_Data excerpts_

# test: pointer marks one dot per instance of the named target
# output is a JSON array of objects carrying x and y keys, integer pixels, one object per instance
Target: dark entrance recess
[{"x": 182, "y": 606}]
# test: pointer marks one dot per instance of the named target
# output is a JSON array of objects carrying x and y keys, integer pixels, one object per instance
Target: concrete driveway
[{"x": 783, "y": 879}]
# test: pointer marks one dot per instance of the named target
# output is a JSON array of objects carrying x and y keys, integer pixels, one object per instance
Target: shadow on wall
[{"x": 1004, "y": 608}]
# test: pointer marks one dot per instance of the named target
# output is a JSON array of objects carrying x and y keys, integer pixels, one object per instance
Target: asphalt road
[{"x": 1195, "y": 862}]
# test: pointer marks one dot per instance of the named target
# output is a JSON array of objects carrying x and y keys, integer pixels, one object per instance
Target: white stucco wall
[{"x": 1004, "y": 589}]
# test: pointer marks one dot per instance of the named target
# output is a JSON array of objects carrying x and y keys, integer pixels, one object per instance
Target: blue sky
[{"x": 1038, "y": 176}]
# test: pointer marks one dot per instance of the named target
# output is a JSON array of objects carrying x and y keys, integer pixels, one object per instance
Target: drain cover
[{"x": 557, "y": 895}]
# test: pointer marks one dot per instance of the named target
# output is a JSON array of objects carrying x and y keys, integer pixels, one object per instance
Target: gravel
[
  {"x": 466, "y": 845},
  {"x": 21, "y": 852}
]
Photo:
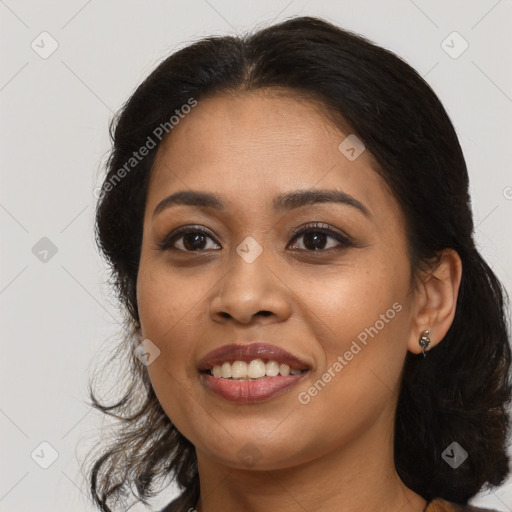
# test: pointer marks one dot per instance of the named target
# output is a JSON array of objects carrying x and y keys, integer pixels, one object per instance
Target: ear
[{"x": 436, "y": 300}]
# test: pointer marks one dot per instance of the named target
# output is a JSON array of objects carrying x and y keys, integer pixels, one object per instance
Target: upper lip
[{"x": 249, "y": 351}]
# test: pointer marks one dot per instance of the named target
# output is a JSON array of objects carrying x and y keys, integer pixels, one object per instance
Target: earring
[{"x": 424, "y": 341}]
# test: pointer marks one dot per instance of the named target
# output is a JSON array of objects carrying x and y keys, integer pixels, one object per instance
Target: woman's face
[{"x": 339, "y": 302}]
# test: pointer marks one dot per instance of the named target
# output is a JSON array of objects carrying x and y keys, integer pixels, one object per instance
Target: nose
[{"x": 251, "y": 292}]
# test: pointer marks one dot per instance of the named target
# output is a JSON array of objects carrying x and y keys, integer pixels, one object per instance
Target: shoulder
[{"x": 440, "y": 505}]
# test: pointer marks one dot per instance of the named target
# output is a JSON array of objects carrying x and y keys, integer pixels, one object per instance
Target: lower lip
[{"x": 247, "y": 391}]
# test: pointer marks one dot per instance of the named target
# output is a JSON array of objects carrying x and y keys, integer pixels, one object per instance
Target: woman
[{"x": 309, "y": 323}]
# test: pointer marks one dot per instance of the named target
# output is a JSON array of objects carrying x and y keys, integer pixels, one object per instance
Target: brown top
[{"x": 440, "y": 505}]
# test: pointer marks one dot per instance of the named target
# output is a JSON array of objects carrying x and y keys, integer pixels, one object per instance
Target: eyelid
[{"x": 320, "y": 227}]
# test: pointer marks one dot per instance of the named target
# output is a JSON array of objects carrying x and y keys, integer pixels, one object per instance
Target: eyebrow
[{"x": 284, "y": 202}]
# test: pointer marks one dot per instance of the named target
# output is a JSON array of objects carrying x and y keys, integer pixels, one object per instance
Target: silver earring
[{"x": 424, "y": 341}]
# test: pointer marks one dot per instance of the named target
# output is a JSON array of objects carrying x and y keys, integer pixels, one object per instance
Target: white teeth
[
  {"x": 255, "y": 369},
  {"x": 284, "y": 370},
  {"x": 226, "y": 371},
  {"x": 239, "y": 370}
]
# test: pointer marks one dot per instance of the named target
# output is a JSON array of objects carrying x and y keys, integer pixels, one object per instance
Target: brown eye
[
  {"x": 190, "y": 240},
  {"x": 315, "y": 238}
]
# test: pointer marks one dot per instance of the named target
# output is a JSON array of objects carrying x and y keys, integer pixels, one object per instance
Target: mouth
[
  {"x": 256, "y": 369},
  {"x": 252, "y": 372}
]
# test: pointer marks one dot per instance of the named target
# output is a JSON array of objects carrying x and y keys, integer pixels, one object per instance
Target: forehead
[{"x": 249, "y": 147}]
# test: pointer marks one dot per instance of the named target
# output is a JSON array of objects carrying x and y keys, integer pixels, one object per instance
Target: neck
[{"x": 357, "y": 477}]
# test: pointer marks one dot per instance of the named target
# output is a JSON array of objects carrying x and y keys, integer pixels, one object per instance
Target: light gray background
[{"x": 58, "y": 316}]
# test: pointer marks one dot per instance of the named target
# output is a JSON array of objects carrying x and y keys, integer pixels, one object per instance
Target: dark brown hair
[{"x": 460, "y": 392}]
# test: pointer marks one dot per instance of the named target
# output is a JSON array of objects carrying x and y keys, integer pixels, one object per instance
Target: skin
[{"x": 328, "y": 454}]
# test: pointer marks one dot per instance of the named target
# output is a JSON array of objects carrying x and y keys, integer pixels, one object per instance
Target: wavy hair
[{"x": 460, "y": 392}]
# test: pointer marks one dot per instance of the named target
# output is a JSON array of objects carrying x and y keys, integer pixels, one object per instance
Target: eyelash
[{"x": 316, "y": 227}]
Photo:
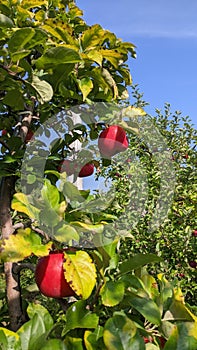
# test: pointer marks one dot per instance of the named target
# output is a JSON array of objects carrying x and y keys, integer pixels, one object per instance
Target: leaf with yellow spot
[
  {"x": 80, "y": 273},
  {"x": 23, "y": 244},
  {"x": 86, "y": 86},
  {"x": 20, "y": 203}
]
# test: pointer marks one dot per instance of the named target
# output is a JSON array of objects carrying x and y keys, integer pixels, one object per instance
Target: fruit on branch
[
  {"x": 112, "y": 140},
  {"x": 49, "y": 276},
  {"x": 29, "y": 136},
  {"x": 71, "y": 167},
  {"x": 4, "y": 132},
  {"x": 194, "y": 233}
]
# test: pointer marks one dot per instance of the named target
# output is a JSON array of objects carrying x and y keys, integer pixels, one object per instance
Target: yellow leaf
[
  {"x": 80, "y": 273},
  {"x": 22, "y": 245},
  {"x": 20, "y": 203}
]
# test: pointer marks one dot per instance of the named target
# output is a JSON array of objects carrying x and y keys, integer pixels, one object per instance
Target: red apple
[
  {"x": 4, "y": 132},
  {"x": 193, "y": 264},
  {"x": 49, "y": 276},
  {"x": 112, "y": 140},
  {"x": 71, "y": 167},
  {"x": 86, "y": 170},
  {"x": 194, "y": 233},
  {"x": 29, "y": 136}
]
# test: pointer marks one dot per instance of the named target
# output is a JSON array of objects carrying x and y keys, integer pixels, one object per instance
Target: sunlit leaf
[
  {"x": 146, "y": 306},
  {"x": 43, "y": 89},
  {"x": 138, "y": 261},
  {"x": 57, "y": 55},
  {"x": 28, "y": 4},
  {"x": 86, "y": 86},
  {"x": 112, "y": 292},
  {"x": 118, "y": 333},
  {"x": 78, "y": 316},
  {"x": 20, "y": 38},
  {"x": 9, "y": 340},
  {"x": 22, "y": 245},
  {"x": 92, "y": 37},
  {"x": 80, "y": 273},
  {"x": 5, "y": 22}
]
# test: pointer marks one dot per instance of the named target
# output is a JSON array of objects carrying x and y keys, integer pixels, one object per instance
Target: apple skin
[
  {"x": 193, "y": 264},
  {"x": 112, "y": 140},
  {"x": 86, "y": 170},
  {"x": 71, "y": 167},
  {"x": 194, "y": 233},
  {"x": 4, "y": 132},
  {"x": 29, "y": 136},
  {"x": 49, "y": 276}
]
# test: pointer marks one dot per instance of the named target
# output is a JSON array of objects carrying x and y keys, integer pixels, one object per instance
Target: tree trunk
[{"x": 12, "y": 278}]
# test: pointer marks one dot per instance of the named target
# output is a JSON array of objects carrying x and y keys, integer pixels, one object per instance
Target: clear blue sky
[{"x": 165, "y": 33}]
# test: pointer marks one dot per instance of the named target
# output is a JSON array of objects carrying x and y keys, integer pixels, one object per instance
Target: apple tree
[{"x": 53, "y": 67}]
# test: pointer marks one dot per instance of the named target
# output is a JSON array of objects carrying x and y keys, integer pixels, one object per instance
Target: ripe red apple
[
  {"x": 49, "y": 276},
  {"x": 71, "y": 167},
  {"x": 194, "y": 233},
  {"x": 112, "y": 140},
  {"x": 29, "y": 136},
  {"x": 86, "y": 170},
  {"x": 193, "y": 264},
  {"x": 4, "y": 132}
]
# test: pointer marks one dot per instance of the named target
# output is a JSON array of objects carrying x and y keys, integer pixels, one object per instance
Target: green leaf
[
  {"x": 66, "y": 233},
  {"x": 86, "y": 86},
  {"x": 92, "y": 340},
  {"x": 145, "y": 306},
  {"x": 43, "y": 89},
  {"x": 50, "y": 195},
  {"x": 28, "y": 4},
  {"x": 95, "y": 56},
  {"x": 71, "y": 191},
  {"x": 9, "y": 340},
  {"x": 80, "y": 273},
  {"x": 74, "y": 343},
  {"x": 92, "y": 37},
  {"x": 34, "y": 332},
  {"x": 22, "y": 245},
  {"x": 178, "y": 312},
  {"x": 57, "y": 55},
  {"x": 78, "y": 316},
  {"x": 34, "y": 309},
  {"x": 118, "y": 333},
  {"x": 5, "y": 22},
  {"x": 112, "y": 293},
  {"x": 14, "y": 99},
  {"x": 138, "y": 261},
  {"x": 54, "y": 344},
  {"x": 20, "y": 38},
  {"x": 20, "y": 203}
]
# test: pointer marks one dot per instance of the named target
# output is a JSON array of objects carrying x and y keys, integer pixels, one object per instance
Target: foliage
[
  {"x": 51, "y": 61},
  {"x": 174, "y": 240}
]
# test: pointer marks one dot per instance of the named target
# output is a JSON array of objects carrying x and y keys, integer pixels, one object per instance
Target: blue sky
[{"x": 165, "y": 34}]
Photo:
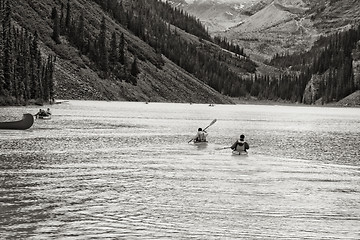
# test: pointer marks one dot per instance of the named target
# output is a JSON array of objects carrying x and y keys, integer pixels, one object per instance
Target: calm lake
[{"x": 123, "y": 170}]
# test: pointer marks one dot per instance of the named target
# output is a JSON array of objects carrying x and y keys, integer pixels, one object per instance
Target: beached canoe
[
  {"x": 25, "y": 123},
  {"x": 47, "y": 117}
]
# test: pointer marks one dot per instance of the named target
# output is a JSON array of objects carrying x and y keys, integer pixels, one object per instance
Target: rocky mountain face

_Task requirements_
Please pick out and copy each line of the listing above that contains the word "leaf".

_Task answer_
Target: leaf with yellow spot
Target: yellow leaf
Target: sunlit leaf
Target: green leaf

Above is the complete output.